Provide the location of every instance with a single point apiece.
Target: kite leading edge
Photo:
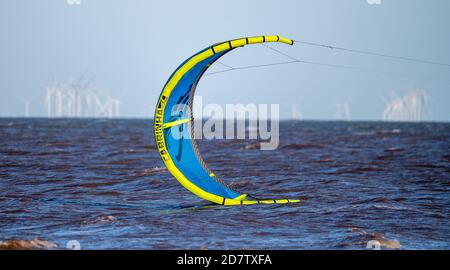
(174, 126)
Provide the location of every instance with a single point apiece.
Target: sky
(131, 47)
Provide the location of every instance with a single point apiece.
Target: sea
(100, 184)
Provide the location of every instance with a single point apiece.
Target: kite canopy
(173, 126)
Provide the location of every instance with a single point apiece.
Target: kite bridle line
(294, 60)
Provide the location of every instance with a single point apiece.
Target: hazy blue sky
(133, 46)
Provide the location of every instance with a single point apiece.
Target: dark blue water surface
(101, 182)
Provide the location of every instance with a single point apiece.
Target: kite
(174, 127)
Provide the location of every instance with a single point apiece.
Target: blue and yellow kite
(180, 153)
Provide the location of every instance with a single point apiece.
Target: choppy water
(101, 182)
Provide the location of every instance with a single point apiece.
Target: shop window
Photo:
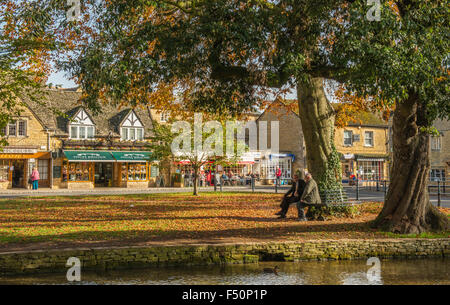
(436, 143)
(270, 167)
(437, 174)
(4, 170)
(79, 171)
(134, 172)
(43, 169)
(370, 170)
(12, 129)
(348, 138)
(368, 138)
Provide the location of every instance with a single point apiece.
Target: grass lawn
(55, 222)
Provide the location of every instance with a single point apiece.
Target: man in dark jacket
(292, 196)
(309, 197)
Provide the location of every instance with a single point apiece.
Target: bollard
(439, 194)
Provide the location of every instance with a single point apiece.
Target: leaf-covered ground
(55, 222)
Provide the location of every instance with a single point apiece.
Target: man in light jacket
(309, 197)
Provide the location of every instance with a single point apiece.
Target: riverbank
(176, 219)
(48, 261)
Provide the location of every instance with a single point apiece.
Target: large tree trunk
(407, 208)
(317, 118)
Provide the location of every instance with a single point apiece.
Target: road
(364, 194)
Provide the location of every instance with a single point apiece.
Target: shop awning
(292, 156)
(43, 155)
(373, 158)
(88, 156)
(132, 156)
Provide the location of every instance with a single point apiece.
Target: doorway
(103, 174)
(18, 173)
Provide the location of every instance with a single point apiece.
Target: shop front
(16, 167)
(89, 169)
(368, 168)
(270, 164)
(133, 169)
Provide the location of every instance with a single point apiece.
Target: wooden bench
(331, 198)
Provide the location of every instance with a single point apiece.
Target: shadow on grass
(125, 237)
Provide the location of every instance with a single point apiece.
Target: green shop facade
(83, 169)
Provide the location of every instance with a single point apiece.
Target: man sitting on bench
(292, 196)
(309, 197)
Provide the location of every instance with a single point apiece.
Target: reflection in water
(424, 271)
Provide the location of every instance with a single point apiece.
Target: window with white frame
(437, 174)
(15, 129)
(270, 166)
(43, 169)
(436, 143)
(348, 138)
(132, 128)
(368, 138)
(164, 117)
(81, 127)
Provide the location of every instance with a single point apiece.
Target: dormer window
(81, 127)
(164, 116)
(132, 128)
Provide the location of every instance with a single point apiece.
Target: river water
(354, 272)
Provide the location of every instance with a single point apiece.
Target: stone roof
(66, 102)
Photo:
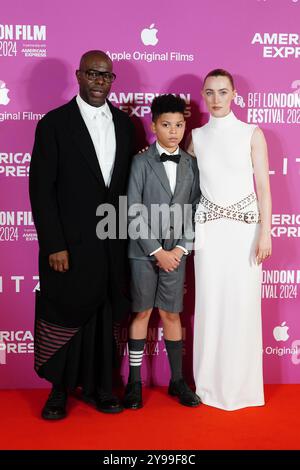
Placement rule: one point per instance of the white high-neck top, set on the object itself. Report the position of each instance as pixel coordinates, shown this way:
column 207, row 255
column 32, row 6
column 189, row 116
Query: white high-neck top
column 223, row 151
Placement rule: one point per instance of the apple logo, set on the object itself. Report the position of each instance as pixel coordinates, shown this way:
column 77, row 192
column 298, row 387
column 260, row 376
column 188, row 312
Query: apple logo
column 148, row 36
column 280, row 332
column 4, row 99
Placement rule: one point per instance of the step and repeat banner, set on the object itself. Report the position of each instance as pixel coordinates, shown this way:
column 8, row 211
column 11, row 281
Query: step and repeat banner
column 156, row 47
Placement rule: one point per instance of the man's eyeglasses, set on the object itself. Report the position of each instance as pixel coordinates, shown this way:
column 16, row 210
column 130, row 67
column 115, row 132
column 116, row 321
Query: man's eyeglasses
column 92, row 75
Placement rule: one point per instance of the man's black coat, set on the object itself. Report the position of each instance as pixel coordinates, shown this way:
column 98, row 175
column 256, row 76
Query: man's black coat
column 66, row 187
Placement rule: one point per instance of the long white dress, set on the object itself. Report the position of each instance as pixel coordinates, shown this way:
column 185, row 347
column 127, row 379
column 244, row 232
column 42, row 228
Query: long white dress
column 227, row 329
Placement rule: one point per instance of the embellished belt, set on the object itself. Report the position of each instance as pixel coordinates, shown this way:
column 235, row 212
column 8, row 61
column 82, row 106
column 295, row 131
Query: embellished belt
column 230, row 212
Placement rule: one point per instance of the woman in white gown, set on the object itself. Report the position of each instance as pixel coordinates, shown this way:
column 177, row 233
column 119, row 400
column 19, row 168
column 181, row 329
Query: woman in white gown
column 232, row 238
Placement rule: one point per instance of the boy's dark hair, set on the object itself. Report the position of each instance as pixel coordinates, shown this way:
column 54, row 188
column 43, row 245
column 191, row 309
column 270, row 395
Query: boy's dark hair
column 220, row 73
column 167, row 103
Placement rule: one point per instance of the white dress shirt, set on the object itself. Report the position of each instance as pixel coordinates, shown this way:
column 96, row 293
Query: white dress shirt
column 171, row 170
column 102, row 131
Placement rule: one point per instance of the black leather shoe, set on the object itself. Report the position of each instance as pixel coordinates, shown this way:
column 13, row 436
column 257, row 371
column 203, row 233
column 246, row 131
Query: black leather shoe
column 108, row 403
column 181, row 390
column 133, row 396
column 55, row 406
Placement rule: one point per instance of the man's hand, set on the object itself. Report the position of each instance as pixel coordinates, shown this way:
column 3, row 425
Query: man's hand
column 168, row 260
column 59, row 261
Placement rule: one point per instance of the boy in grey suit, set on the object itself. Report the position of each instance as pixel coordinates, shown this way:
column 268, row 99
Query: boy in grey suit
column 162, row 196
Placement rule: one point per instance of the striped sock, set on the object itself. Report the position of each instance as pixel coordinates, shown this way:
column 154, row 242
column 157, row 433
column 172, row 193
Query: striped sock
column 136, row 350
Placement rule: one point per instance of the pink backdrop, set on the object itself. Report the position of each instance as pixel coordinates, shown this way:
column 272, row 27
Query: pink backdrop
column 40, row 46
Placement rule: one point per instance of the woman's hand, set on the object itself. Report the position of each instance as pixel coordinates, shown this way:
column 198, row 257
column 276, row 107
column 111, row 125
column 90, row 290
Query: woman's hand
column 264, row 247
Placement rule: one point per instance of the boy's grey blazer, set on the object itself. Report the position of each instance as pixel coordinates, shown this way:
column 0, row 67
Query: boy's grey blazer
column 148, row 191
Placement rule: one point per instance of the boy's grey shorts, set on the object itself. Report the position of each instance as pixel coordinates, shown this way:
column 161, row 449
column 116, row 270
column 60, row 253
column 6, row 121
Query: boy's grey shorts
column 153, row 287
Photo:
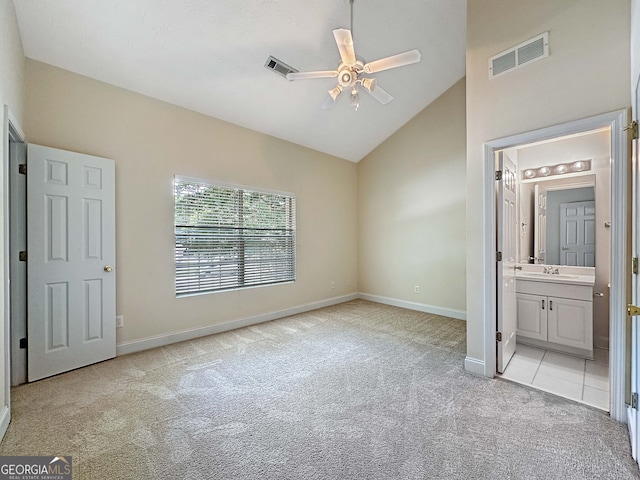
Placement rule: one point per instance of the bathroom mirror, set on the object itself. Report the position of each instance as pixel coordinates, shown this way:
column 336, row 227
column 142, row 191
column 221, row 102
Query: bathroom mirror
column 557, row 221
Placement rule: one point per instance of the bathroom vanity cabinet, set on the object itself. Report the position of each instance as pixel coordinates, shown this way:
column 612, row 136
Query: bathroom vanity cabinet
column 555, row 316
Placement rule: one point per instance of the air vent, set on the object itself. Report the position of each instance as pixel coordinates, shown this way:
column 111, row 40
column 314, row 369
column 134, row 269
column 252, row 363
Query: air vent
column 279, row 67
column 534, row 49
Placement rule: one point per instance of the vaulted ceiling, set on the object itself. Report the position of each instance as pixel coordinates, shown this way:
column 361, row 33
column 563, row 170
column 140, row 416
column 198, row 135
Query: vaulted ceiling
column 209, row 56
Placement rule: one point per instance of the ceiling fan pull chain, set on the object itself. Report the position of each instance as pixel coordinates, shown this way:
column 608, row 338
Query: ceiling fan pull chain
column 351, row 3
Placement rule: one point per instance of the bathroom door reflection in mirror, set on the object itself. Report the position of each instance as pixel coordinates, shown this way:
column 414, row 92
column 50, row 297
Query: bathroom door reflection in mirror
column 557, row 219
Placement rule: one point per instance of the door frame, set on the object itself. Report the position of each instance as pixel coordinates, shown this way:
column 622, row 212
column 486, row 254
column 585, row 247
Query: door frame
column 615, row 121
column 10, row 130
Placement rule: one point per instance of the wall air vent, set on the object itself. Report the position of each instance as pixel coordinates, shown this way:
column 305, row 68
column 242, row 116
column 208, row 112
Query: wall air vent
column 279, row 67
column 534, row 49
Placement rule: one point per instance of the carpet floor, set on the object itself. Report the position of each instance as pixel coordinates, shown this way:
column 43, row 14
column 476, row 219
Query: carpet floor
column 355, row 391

········

TASK OBJECTIVE »
All that is wanted is the stretch of lines above from the one containing "column 244, row 232" through the one containing "column 246, row 131", duplicated exactly.

OUTPUT BELOW »
column 244, row 232
column 42, row 228
Query: long white dress
column 227, row 329
Placement rule: one point per instance of the embellished belt, set on the object itself. Report the position of each instance as pixel coordinates, shown this way:
column 235, row 212
column 8, row 61
column 82, row 106
column 295, row 131
Query: embellished belt
column 230, row 212
Placement rule: one point per instance of the woman in white gown, set on the object itself. Report the position of each instance as pixel coordinates, shown this way:
column 177, row 233
column 119, row 400
column 19, row 168
column 181, row 329
Query: woman in white gown
column 232, row 238
Placement rule: one point per instance of the boy's dark hair, set on the object itself. Report the position of each instance as pixel coordinates, shown this way:
column 54, row 188
column 43, row 245
column 191, row 309
column 270, row 395
Query: boy's dark hair
column 220, row 73
column 167, row 103
Placement rule: one point per instance of the white dress shirt, set on the object itself. Report the position of each instance as pixel coordinates, shown this way:
column 96, row 293
Query: white dress shirt
column 171, row 170
column 102, row 131
Placement rule: one point per instance of the black leather shoe, set on the object itself. Report the position of each instance as pixel coordinates, shown this way:
column 13, row 436
column 257, row 371
column 203, row 233
column 246, row 131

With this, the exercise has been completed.